**Your assignment**
Counting task for the data below: how many lines hold the word "wheel"? Answer with the number only.

Stored entries
--- START ---
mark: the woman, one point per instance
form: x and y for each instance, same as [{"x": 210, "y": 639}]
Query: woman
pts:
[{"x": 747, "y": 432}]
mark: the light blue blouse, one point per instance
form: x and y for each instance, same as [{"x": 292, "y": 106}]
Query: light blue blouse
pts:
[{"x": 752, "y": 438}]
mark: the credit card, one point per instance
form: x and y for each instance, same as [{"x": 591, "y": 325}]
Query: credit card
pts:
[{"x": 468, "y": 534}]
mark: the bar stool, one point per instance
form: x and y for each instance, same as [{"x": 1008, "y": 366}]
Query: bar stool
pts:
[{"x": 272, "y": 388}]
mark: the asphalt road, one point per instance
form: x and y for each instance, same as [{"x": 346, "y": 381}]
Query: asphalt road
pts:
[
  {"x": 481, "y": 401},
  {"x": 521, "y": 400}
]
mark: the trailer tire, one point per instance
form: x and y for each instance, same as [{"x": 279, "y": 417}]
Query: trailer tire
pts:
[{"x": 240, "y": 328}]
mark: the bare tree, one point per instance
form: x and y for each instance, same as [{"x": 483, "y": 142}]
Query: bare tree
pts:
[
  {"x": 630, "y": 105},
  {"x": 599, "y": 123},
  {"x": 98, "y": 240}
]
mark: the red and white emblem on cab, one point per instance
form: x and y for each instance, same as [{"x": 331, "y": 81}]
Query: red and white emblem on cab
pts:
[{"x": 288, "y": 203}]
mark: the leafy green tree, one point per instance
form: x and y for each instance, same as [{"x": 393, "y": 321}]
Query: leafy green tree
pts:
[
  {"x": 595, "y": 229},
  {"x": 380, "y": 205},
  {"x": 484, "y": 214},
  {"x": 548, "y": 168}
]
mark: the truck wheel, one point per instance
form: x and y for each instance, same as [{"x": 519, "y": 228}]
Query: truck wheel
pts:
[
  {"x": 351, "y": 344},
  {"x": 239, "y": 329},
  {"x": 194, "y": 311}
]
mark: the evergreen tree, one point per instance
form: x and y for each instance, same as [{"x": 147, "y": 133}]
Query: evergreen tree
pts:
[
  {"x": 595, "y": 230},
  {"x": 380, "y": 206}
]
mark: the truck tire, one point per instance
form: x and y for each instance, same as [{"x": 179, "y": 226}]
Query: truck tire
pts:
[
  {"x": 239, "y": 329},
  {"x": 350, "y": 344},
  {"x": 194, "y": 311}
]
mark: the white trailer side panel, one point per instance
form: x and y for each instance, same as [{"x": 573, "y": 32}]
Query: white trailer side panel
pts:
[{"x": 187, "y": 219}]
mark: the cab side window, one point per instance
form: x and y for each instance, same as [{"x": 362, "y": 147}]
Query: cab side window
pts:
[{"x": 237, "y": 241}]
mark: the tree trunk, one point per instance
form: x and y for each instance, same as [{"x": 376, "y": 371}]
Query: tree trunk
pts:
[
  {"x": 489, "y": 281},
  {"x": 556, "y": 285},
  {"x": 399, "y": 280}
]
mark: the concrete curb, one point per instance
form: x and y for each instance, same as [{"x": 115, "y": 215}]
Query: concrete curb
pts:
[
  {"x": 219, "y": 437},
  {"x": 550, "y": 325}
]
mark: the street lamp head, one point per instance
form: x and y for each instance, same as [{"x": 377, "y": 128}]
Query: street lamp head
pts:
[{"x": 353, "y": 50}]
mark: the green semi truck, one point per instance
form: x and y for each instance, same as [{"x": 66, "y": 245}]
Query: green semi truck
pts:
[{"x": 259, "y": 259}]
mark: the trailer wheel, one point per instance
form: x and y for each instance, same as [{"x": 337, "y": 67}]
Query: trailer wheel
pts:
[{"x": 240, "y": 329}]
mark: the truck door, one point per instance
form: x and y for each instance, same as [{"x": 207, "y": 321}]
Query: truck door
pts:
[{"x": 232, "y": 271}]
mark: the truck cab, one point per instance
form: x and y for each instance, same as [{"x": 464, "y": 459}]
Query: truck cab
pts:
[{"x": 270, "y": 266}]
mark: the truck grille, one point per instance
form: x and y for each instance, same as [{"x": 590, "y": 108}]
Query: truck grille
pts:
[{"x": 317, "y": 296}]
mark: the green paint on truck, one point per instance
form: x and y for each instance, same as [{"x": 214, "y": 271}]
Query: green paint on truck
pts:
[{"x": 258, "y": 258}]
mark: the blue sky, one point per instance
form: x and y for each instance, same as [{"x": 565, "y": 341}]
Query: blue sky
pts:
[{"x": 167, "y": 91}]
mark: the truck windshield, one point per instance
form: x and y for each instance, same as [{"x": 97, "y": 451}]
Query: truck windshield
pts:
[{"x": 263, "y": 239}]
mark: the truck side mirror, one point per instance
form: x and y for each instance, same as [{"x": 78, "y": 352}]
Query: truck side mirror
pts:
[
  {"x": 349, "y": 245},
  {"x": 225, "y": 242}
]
--- END ---
**Solution for this exercise**
4